> _GOAL_:
Locate each line in the listing below that contains the word "light" and copy those lines out.

> _DATA RECORDS_:
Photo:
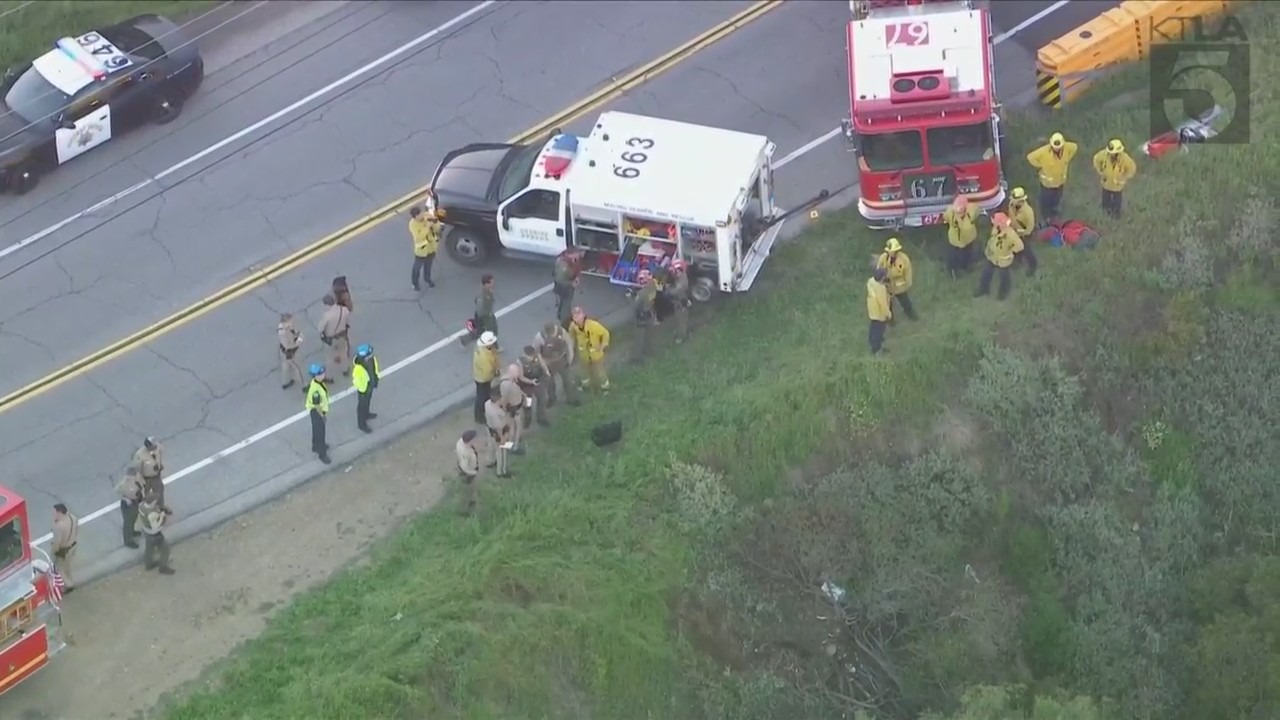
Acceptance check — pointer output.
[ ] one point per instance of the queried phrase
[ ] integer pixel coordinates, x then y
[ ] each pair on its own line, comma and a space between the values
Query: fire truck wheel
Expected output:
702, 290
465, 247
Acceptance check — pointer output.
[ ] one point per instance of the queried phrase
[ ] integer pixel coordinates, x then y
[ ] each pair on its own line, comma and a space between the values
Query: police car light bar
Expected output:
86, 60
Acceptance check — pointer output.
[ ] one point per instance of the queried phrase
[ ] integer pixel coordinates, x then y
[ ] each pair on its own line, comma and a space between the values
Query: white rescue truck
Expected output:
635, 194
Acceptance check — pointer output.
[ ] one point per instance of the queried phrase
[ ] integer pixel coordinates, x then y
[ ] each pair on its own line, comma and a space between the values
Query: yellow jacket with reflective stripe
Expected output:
* * *
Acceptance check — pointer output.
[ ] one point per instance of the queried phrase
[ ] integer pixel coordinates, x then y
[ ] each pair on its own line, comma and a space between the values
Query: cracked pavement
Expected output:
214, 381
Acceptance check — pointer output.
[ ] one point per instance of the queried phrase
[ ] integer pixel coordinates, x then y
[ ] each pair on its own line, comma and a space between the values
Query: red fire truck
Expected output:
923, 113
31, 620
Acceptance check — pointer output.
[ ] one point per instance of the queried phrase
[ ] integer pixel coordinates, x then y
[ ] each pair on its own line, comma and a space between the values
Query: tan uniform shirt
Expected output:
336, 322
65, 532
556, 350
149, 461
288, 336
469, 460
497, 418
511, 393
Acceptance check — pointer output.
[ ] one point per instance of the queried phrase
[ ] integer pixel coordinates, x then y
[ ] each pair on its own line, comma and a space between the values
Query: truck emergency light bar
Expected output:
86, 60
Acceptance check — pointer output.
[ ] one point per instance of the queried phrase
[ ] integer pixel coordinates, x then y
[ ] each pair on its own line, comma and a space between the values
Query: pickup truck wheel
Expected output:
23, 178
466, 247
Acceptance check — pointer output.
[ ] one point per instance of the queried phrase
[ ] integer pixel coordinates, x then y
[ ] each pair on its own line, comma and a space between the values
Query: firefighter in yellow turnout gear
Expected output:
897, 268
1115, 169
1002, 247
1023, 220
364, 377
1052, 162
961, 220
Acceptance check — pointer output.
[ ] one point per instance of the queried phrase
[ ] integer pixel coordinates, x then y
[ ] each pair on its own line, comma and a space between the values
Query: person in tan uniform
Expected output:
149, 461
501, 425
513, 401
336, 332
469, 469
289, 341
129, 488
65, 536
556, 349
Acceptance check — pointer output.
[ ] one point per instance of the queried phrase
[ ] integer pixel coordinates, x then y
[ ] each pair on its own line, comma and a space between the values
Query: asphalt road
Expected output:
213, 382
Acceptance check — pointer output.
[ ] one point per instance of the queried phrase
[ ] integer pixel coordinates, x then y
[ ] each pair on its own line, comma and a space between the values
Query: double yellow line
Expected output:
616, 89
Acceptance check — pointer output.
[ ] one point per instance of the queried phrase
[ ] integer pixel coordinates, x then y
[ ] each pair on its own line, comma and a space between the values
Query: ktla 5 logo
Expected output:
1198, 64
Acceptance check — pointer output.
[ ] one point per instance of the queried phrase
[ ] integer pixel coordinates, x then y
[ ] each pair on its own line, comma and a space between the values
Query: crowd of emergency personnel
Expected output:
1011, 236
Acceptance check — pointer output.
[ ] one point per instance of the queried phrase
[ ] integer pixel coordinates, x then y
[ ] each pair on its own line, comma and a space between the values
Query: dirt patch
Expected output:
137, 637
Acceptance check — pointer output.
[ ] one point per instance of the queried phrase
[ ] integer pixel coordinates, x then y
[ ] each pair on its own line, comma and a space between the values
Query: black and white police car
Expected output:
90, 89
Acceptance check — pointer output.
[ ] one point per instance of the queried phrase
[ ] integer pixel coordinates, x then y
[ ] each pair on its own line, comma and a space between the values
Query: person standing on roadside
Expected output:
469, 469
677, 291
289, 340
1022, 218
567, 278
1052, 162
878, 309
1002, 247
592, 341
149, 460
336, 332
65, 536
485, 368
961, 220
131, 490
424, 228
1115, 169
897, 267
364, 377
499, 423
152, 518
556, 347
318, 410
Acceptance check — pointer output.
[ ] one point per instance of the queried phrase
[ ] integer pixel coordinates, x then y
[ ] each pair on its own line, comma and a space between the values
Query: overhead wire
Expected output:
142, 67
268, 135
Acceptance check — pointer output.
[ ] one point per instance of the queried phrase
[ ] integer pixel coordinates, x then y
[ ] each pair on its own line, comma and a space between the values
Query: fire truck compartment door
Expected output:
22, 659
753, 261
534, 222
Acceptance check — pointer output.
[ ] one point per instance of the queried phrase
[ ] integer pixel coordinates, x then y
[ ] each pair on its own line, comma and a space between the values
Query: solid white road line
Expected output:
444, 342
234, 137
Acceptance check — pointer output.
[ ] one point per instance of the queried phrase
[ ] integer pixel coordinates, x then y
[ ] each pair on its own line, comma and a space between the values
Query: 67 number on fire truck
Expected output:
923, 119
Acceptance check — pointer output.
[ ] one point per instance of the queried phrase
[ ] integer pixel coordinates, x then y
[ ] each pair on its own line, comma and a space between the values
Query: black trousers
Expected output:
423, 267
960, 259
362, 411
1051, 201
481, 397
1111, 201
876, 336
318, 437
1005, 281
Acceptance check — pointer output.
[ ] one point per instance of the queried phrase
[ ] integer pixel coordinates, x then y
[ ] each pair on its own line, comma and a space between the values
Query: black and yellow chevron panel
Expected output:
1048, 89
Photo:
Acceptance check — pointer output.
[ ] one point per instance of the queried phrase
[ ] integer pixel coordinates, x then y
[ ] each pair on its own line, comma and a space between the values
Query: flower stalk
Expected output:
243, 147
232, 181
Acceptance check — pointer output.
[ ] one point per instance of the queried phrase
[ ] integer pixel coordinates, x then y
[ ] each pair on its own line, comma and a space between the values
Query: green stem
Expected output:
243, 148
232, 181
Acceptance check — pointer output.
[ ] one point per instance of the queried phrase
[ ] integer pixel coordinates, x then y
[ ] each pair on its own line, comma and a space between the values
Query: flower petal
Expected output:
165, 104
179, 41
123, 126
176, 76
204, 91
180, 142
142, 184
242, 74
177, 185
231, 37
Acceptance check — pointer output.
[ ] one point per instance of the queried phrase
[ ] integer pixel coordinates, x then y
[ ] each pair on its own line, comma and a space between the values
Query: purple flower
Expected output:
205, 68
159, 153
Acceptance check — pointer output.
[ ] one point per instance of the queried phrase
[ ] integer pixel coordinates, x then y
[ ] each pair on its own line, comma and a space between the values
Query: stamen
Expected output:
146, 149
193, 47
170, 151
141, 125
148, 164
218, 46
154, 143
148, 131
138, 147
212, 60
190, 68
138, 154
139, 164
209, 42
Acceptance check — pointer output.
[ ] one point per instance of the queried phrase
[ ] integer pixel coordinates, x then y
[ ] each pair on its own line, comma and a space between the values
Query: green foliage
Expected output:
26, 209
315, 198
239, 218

> _FINISHED ANSWER_:
Query: police car light bar
Query: truck emergency light bar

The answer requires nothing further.